* Start RECORDS FOR THE TASK *

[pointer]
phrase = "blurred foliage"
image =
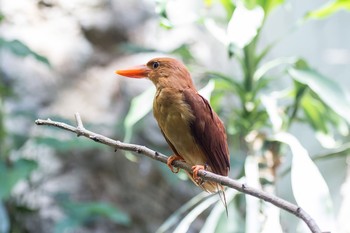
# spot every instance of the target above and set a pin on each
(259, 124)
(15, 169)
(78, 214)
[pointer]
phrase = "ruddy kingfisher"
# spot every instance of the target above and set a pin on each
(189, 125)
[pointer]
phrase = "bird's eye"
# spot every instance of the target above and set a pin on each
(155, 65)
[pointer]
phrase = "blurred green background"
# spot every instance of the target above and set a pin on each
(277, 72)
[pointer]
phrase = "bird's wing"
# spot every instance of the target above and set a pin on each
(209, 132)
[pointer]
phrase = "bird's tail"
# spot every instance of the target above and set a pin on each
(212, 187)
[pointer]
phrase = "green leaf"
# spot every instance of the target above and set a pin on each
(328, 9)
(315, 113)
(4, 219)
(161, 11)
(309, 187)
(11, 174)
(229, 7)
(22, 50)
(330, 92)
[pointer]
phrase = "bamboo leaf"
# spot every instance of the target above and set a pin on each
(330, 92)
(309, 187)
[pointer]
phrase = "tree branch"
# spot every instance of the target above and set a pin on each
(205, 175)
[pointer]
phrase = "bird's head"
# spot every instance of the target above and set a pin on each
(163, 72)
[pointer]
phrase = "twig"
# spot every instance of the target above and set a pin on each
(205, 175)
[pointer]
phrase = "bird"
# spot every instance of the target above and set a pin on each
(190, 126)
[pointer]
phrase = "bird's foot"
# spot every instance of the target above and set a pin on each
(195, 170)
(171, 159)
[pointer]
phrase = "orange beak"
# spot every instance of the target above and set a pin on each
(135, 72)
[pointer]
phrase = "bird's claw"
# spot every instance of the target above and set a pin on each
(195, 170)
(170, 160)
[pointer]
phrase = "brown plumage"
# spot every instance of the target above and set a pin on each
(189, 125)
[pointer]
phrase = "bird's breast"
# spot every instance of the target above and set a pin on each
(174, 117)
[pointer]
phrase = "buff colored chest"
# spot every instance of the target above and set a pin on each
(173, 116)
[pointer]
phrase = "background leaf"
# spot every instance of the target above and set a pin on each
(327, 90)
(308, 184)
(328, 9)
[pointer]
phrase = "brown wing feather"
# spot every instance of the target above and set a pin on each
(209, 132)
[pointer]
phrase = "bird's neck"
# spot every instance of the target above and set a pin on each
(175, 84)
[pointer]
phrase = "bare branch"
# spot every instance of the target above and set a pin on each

* End RECORDS FOR THE TASK *

PROBLEM DETAILS:
The records above must be transcribed exactly. Pictures are left out of the copy.

REPLY:
[pointer]
phrase = "blurred foliage"
image =
# spot every instance of the target above and set a pin on each
(259, 124)
(15, 169)
(78, 214)
[pointer]
phrase = "ruddy kingfisher"
# spot every instance of the target above and set a pin on each
(189, 125)
[pointer]
phrase = "bird's eye"
# spot every instance of the target above and set a pin on each
(155, 65)
[pointer]
phrase = "blurred green background"
# spot every instance of the target above and set a pin on each
(277, 72)
[pointer]
phrase = "bird's wing"
# spot every instance of the target above and set a pin on each
(209, 132)
[pointer]
phrase = "bird's tail"
# spot every instance of the target above and set a pin on each
(212, 187)
[pointer]
phrase = "green leaf"
# spot every instance of the target above and set a pin on each
(328, 9)
(315, 113)
(4, 219)
(161, 11)
(309, 187)
(11, 174)
(229, 7)
(22, 50)
(330, 92)
[pointer]
phrase = "bamboo leaf"
# spot every instance of the target above and set a pin on each
(330, 92)
(309, 187)
[pointer]
phrase = "tree branch"
# spot every instance of the target above and set a pin on each
(205, 175)
[pointer]
phrase = "bird's head"
# spot every instance of the target above and set a pin on each
(163, 72)
[pointer]
phrase = "twig"
# spot every instance of the target above and set a pin on each
(205, 175)
[pointer]
phrase = "bird"
# spot every instance of the target above and set a pin on each
(190, 126)
[pointer]
phrase = "bird's foot"
# spot every instance of the target above and set a pin on each
(195, 170)
(171, 159)
[pointer]
phrase = "orange beak"
# spot every instance of the target above and set a pin on each
(135, 72)
[pointer]
phrase = "bird's claw"
# spot every instance of the target above and set a pin on each
(195, 170)
(170, 160)
[pointer]
phrase = "brown plumage"
# spot every instance of the target above and set a pin on each
(189, 125)
[pointer]
phrase = "bird's breast"
# spot every instance of the target above and set a pin on each
(174, 117)
[pointer]
phrase = "buff colored chest"
# spot every instance of the target above and set a pin on each
(173, 116)
[pointer]
phrase = "background leaf"
# spot every instance of the target above and set a pin on each
(327, 90)
(308, 184)
(328, 9)
[pointer]
phrase = "brown wing feather"
# spot every instance of the target above and set a pin on each
(209, 132)
[pointer]
phrase = "bird's neck"
# spot every instance of the target above and set a pin on each
(175, 84)
[pointer]
phrase = "bare branch"
# spot every instance of the target above and set a pin on each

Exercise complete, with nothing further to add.